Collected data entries
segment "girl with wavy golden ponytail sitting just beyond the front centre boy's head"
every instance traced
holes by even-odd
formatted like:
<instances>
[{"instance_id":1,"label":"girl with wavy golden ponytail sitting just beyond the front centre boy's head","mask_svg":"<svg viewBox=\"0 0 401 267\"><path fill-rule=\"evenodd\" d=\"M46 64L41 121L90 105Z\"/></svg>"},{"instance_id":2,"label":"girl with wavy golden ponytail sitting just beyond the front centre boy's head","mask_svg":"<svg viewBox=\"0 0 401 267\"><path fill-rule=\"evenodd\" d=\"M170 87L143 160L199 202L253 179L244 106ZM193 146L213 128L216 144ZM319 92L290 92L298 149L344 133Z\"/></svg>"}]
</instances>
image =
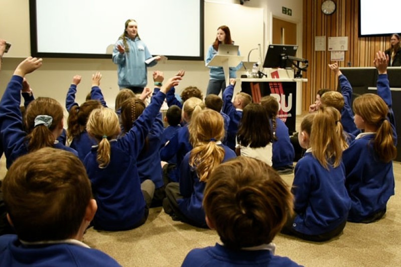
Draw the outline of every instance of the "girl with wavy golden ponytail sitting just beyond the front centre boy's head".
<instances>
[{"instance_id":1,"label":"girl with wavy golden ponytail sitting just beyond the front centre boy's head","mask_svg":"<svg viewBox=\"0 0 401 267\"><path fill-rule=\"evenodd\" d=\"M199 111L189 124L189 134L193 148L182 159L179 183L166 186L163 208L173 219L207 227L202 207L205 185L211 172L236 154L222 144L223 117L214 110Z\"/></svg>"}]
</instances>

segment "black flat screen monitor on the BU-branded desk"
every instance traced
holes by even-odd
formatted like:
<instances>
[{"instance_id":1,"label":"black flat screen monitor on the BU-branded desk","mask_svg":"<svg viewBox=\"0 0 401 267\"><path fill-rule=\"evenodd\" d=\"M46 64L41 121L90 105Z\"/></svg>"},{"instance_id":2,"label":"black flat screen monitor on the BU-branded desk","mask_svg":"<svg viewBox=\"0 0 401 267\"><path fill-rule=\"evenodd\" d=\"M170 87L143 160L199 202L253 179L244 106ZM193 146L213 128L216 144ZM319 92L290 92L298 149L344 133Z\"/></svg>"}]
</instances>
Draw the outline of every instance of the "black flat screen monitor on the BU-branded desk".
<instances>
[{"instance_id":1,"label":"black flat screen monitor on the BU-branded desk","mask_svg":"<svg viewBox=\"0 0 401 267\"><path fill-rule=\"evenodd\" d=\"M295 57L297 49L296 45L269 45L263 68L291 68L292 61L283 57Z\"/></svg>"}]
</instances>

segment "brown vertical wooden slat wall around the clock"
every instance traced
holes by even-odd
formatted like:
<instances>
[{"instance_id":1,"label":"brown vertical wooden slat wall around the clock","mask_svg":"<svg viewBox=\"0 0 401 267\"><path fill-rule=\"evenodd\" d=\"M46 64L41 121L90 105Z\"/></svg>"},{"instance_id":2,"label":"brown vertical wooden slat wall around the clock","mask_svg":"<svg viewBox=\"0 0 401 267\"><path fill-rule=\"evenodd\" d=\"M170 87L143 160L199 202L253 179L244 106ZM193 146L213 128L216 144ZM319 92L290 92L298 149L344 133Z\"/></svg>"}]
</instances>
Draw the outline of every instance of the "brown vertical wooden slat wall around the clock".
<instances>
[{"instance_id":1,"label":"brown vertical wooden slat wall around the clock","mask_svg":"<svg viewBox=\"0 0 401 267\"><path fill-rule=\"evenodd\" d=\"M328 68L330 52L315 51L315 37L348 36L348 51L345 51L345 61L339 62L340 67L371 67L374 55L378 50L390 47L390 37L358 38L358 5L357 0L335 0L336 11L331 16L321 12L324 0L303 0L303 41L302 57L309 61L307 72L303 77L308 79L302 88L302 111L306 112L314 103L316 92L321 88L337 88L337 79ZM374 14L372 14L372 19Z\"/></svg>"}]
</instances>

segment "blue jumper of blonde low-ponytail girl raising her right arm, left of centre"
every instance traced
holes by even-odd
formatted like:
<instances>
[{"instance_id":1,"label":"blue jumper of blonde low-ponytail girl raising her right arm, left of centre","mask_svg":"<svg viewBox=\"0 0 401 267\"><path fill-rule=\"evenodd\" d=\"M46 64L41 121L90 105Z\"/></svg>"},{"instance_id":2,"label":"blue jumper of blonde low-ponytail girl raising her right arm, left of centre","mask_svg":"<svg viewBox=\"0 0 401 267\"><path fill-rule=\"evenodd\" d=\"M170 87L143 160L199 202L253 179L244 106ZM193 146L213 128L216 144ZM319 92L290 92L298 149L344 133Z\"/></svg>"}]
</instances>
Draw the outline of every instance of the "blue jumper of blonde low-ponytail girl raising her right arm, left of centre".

ACTION ITEM
Copy each line above precisely, dropping the pictures.

ANSWER TO THE EXERCISE
segment "girl with wavy golden ponytail sitting just beyond the front centre boy's head"
every instance traced
holes by even-odd
formatted like:
<instances>
[{"instance_id":1,"label":"girl with wavy golden ponytail sitting just beyond the front centre boy's head","mask_svg":"<svg viewBox=\"0 0 401 267\"><path fill-rule=\"evenodd\" d=\"M46 64L41 121L90 105Z\"/></svg>"},{"instance_id":2,"label":"girl with wavy golden ponytail sitting just beyond the front centre boy's head","mask_svg":"<svg viewBox=\"0 0 401 267\"><path fill-rule=\"evenodd\" d=\"M170 87L143 160L199 202L253 179L244 106ZM193 146L213 128L216 144ZM319 92L290 92L298 149L344 133Z\"/></svg>"}]
</instances>
image =
Draw the outline of every instance of the "girl with wavy golden ponytail sitting just beyond the front centre boy's head".
<instances>
[{"instance_id":1,"label":"girl with wavy golden ponytail sitting just beyond the front centre boy's head","mask_svg":"<svg viewBox=\"0 0 401 267\"><path fill-rule=\"evenodd\" d=\"M199 111L189 124L189 134L193 148L182 159L179 183L166 186L163 208L173 219L207 227L202 207L205 185L211 172L236 154L222 144L223 117L214 110Z\"/></svg>"}]
</instances>

segment "black flat screen monitor on the BU-branded desk"
every instance traced
holes by even-odd
formatted like:
<instances>
[{"instance_id":1,"label":"black flat screen monitor on the BU-branded desk","mask_svg":"<svg viewBox=\"0 0 401 267\"><path fill-rule=\"evenodd\" d=\"M46 64L41 121L90 105Z\"/></svg>"},{"instance_id":2,"label":"black flat screen monitor on the BU-branded desk","mask_svg":"<svg viewBox=\"0 0 401 267\"><path fill-rule=\"evenodd\" d=\"M170 87L143 160L199 202L253 179L244 106ZM193 146L213 128L216 144ZM319 92L290 92L298 149L344 133Z\"/></svg>"}]
</instances>
Draw the outline of every instance of the "black flat screen monitor on the BU-branded desk".
<instances>
[{"instance_id":1,"label":"black flat screen monitor on the BU-branded desk","mask_svg":"<svg viewBox=\"0 0 401 267\"><path fill-rule=\"evenodd\" d=\"M295 57L297 49L296 45L269 45L263 68L291 68L292 61L283 57Z\"/></svg>"}]
</instances>

segment "brown vertical wooden slat wall around the clock"
every instance traced
holes by even-odd
formatted like:
<instances>
[{"instance_id":1,"label":"brown vertical wooden slat wall around the clock","mask_svg":"<svg viewBox=\"0 0 401 267\"><path fill-rule=\"evenodd\" d=\"M46 64L41 121L90 105Z\"/></svg>"},{"instance_id":2,"label":"brown vertical wooden slat wall around the clock","mask_svg":"<svg viewBox=\"0 0 401 267\"><path fill-rule=\"evenodd\" d=\"M170 87L143 160L199 202L253 179L244 106ZM193 146L213 128L216 144ZM319 92L290 92L298 149L344 133Z\"/></svg>"}]
</instances>
Draw the outline of every instance of the "brown vertical wooden slat wall around the clock".
<instances>
[{"instance_id":1,"label":"brown vertical wooden slat wall around the clock","mask_svg":"<svg viewBox=\"0 0 401 267\"><path fill-rule=\"evenodd\" d=\"M328 68L330 52L315 51L315 37L348 36L348 51L345 51L345 61L339 62L340 67L371 67L374 55L378 50L390 47L390 37L358 38L358 5L357 0L335 0L336 11L331 16L321 12L324 0L303 0L303 41L302 57L309 61L307 72L303 77L308 79L302 88L302 111L306 112L314 103L316 92L321 88L337 88L337 79ZM374 14L372 14L372 19Z\"/></svg>"}]
</instances>

segment "blue jumper of blonde low-ponytail girl raising her right arm, left of centre"
every instance traced
holes by even-odd
formatted like:
<instances>
[{"instance_id":1,"label":"blue jumper of blonde low-ponytail girl raising her right arm, left of centre","mask_svg":"<svg viewBox=\"0 0 401 267\"><path fill-rule=\"evenodd\" d=\"M46 64L41 121L90 105Z\"/></svg>"},{"instance_id":2,"label":"blue jumper of blonde low-ponytail girl raising her right arm, left of centre","mask_svg":"<svg viewBox=\"0 0 401 267\"><path fill-rule=\"evenodd\" d=\"M170 87L143 160L199 202L253 179L244 106ZM193 146L213 128L216 144ZM319 92L290 92L298 149L344 133Z\"/></svg>"}]
</instances>
Draw the outline of every instance of the "blue jumper of blonde low-ponytail girl raising her right arm, left of centre".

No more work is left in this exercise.